Items from a data source.
___

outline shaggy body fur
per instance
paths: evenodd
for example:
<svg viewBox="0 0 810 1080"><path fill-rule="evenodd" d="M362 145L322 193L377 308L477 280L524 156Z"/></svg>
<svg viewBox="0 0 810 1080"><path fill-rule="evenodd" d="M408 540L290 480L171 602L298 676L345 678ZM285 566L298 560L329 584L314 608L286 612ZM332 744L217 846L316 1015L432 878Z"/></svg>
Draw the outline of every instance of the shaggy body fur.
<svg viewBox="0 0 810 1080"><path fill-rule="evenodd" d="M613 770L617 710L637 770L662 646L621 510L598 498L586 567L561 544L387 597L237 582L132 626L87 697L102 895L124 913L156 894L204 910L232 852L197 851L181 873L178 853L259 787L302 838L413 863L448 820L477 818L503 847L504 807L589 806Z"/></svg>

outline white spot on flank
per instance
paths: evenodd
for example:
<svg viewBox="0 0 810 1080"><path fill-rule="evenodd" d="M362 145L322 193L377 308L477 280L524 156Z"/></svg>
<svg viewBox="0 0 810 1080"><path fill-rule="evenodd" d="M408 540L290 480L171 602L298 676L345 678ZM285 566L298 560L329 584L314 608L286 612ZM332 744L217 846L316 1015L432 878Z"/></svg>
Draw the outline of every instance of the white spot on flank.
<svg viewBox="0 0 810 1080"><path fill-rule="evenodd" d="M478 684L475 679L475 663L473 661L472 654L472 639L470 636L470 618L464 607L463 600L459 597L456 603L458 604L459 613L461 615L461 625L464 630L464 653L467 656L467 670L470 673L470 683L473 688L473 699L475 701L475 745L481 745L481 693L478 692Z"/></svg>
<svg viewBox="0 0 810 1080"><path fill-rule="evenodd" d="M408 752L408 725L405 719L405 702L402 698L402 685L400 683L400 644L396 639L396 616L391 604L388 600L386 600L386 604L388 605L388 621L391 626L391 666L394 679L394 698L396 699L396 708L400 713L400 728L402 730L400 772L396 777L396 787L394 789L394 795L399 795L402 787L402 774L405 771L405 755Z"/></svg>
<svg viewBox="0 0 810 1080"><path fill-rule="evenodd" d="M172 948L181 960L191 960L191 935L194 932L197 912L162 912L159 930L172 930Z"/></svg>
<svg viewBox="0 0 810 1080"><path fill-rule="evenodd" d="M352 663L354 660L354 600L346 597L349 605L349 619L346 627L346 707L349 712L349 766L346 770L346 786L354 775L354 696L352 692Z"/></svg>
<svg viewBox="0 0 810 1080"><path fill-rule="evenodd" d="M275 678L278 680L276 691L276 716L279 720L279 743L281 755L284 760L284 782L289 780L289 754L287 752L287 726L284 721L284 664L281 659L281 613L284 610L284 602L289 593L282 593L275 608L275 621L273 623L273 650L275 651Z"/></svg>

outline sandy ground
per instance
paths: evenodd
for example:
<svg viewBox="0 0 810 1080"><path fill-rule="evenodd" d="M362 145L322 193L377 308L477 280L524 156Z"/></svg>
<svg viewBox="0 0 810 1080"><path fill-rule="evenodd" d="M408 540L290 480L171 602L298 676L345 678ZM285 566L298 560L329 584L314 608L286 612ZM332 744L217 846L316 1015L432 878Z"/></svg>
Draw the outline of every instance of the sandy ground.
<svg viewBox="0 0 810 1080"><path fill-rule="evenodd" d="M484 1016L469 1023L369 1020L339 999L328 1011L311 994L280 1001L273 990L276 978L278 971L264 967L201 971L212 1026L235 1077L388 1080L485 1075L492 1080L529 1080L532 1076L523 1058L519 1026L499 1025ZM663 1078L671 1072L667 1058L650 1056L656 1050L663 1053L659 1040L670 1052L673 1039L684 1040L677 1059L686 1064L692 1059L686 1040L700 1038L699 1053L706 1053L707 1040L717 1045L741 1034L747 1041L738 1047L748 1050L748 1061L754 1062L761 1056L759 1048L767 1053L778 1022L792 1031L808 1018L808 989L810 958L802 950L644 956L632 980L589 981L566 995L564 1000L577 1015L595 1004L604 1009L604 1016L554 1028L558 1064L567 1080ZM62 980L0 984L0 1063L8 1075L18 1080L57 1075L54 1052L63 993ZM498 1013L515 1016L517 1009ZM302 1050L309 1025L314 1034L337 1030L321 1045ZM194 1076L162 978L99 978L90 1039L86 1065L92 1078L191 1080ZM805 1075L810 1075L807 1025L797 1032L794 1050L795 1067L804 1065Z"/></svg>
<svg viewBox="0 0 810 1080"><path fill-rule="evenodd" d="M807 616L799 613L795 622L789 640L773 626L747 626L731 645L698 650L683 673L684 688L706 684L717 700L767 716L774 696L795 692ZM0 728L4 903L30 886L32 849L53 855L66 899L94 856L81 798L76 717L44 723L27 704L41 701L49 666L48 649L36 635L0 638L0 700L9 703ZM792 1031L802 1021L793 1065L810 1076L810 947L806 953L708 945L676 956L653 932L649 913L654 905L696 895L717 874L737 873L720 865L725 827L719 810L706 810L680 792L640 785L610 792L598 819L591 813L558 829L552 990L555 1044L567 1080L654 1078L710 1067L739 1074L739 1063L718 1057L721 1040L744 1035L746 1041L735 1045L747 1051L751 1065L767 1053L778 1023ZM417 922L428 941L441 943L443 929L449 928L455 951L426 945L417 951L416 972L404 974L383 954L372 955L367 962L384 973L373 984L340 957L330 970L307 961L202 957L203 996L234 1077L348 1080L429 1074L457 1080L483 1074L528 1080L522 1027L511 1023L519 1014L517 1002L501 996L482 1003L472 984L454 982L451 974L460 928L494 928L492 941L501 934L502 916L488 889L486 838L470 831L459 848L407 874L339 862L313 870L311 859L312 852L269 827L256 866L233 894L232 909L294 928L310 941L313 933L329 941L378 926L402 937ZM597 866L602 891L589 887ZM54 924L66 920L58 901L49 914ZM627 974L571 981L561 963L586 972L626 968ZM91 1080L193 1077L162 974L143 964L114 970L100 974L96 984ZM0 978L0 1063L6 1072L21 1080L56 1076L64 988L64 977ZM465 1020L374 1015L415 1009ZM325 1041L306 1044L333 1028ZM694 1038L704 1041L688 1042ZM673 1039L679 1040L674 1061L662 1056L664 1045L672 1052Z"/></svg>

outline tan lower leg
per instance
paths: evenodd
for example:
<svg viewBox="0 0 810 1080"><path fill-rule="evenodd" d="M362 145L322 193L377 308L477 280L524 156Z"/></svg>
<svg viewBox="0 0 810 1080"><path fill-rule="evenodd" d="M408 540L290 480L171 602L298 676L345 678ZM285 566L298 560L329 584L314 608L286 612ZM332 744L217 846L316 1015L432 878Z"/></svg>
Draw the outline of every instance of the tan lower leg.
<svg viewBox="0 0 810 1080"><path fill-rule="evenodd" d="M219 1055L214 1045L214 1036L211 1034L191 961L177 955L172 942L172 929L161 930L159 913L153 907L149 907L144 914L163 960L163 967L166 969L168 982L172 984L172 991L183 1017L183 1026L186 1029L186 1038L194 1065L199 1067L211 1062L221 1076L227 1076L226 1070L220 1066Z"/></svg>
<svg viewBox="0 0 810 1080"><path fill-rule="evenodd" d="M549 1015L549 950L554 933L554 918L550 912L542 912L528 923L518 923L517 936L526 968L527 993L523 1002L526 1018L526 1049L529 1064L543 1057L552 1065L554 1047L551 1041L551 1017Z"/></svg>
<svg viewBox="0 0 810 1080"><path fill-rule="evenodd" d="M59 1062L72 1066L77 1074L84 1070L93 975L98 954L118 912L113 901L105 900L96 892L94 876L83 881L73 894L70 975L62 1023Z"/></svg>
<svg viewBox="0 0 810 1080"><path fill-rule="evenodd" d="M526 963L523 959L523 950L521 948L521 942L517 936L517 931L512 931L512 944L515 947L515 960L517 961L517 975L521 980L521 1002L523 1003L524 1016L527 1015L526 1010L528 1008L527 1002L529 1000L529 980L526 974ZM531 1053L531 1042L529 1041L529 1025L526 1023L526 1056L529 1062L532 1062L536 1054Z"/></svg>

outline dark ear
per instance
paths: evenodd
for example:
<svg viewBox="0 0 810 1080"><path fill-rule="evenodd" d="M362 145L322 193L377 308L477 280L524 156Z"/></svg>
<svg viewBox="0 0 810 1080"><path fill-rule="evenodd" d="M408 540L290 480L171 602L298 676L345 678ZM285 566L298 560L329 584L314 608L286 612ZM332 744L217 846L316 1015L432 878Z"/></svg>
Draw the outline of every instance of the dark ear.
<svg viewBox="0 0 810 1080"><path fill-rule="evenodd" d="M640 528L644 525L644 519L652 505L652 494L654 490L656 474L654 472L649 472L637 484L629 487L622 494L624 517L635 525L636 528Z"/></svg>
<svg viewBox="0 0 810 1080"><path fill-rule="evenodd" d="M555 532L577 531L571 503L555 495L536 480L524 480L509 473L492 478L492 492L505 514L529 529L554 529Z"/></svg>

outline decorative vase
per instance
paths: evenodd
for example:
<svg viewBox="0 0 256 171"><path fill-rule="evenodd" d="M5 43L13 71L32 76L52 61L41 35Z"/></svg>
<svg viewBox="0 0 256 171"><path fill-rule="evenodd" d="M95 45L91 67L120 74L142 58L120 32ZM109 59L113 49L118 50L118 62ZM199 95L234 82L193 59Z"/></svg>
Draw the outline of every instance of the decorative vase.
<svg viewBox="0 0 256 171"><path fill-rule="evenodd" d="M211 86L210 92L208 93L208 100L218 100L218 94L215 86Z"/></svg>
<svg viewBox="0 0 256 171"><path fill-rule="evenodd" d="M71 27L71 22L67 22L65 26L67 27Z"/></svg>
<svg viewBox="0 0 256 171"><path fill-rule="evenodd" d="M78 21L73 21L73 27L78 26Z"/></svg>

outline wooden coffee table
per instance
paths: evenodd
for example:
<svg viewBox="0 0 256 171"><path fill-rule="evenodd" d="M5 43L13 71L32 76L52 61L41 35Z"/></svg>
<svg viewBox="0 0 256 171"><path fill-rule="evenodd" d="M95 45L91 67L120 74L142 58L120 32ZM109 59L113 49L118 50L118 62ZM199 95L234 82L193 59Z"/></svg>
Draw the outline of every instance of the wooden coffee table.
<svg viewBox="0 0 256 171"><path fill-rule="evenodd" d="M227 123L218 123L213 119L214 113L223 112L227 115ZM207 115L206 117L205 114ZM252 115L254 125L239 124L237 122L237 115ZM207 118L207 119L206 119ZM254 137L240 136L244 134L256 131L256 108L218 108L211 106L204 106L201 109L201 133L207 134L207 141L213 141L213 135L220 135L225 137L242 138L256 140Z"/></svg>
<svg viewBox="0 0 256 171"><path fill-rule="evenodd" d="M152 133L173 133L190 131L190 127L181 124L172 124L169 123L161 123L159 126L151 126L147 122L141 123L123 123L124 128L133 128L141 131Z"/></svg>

___

Aim of the task. Output the part of the listing above that starts with the line containing "outline dark ear" and ends with the line containing "Draw the outline of every instance of the dark", both lines included, as a JSON list of strings with one string per line and blank lines omitted.

Solution for this task.
[
  "outline dark ear",
  "per instance",
  "paths: evenodd",
  "for example:",
  "<svg viewBox=\"0 0 810 1080\"><path fill-rule=\"evenodd\" d=\"M362 145L322 193L377 308L477 280L524 156Z\"/></svg>",
  "<svg viewBox=\"0 0 810 1080\"><path fill-rule=\"evenodd\" d=\"M408 540L290 480L171 602L298 676L345 678ZM285 566L298 560L329 584L314 608L286 612ZM332 744L217 846L316 1015L432 878Z\"/></svg>",
  "Draw the outline of every instance of the dark ear."
]